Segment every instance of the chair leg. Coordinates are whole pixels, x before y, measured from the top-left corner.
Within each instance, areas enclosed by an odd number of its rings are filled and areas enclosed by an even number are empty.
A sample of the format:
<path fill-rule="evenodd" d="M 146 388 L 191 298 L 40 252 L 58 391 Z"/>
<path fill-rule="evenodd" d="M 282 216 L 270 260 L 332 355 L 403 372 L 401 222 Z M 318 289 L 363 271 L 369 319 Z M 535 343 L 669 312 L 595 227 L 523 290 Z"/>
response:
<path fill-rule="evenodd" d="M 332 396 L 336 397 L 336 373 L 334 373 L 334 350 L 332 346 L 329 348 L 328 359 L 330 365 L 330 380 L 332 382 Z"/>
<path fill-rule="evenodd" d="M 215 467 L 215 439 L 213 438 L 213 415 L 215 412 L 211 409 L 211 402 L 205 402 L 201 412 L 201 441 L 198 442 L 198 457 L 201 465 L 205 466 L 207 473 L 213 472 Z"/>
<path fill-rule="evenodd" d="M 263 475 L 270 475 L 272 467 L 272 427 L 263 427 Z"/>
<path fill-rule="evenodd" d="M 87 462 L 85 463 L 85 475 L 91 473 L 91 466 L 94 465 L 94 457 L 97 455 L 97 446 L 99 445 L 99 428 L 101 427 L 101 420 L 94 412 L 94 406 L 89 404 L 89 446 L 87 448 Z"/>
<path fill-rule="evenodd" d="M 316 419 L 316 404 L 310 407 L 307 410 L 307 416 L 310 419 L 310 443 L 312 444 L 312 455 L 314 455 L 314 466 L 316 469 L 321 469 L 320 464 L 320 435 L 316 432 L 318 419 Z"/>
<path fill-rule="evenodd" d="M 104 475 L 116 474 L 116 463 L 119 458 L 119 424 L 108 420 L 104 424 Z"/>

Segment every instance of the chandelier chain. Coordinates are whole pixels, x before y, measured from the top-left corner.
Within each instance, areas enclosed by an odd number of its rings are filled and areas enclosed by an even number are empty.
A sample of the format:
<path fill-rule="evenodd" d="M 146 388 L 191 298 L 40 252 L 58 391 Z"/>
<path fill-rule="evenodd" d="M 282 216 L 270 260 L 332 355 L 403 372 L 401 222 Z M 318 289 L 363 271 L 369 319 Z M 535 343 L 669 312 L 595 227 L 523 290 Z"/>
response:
========================
## Goal
Rewrite every one of the entries, replacing "top-left corner" with "upper-left corner" wherever it occurs and changing nothing else.

## Task output
Segment every instance of the chair leg. Coordinates are whole pixels, x before y, measured from the upper-left corner.
Within each instance, areas enclosed by an odd number of its rings are filled and areas enclosed by an even number are empty.
A sample of the format:
<path fill-rule="evenodd" d="M 146 388 L 191 298 L 40 252 L 58 391 Z"/>
<path fill-rule="evenodd" d="M 282 216 L 270 260 L 332 355 L 403 372 L 401 222 Z M 318 289 L 363 271 L 369 319 Z M 535 343 L 669 312 L 595 227 L 523 290 Z"/>
response:
<path fill-rule="evenodd" d="M 332 396 L 336 397 L 336 373 L 334 373 L 334 350 L 332 346 L 329 348 L 328 359 L 330 365 L 330 380 L 332 382 Z"/>
<path fill-rule="evenodd" d="M 215 467 L 215 439 L 213 438 L 213 415 L 215 412 L 211 409 L 211 402 L 205 402 L 201 412 L 201 441 L 198 442 L 198 457 L 201 465 L 205 466 L 207 473 L 213 472 Z"/>
<path fill-rule="evenodd" d="M 263 475 L 270 475 L 272 467 L 272 427 L 263 427 Z"/>
<path fill-rule="evenodd" d="M 87 462 L 85 463 L 85 475 L 91 473 L 91 466 L 94 465 L 94 457 L 97 455 L 97 446 L 99 445 L 99 428 L 101 427 L 101 420 L 94 412 L 94 406 L 89 404 L 89 446 L 87 448 Z"/>
<path fill-rule="evenodd" d="M 316 419 L 316 404 L 310 407 L 307 410 L 307 416 L 310 419 L 310 443 L 312 444 L 312 455 L 314 455 L 314 466 L 316 469 L 321 469 L 320 464 L 320 435 L 316 432 L 318 419 Z"/>
<path fill-rule="evenodd" d="M 104 475 L 116 474 L 116 463 L 119 458 L 119 424 L 108 420 L 104 424 Z"/>

Segment every instance of the chandelier chain. Coordinates are whole pixels, x before y, measured from the upper-left corner.
Within each instance, areas enclosed by an odd number of its rings are filled and areas enclosed by an even number are empty.
A sample of the format:
<path fill-rule="evenodd" d="M 146 388 L 191 298 L 40 252 L 58 391 Z"/>
<path fill-rule="evenodd" d="M 282 216 L 270 260 L 332 355 L 403 372 L 401 222 Z M 318 289 L 363 271 L 369 319 Z M 535 343 L 669 312 L 595 227 L 523 290 Z"/>
response:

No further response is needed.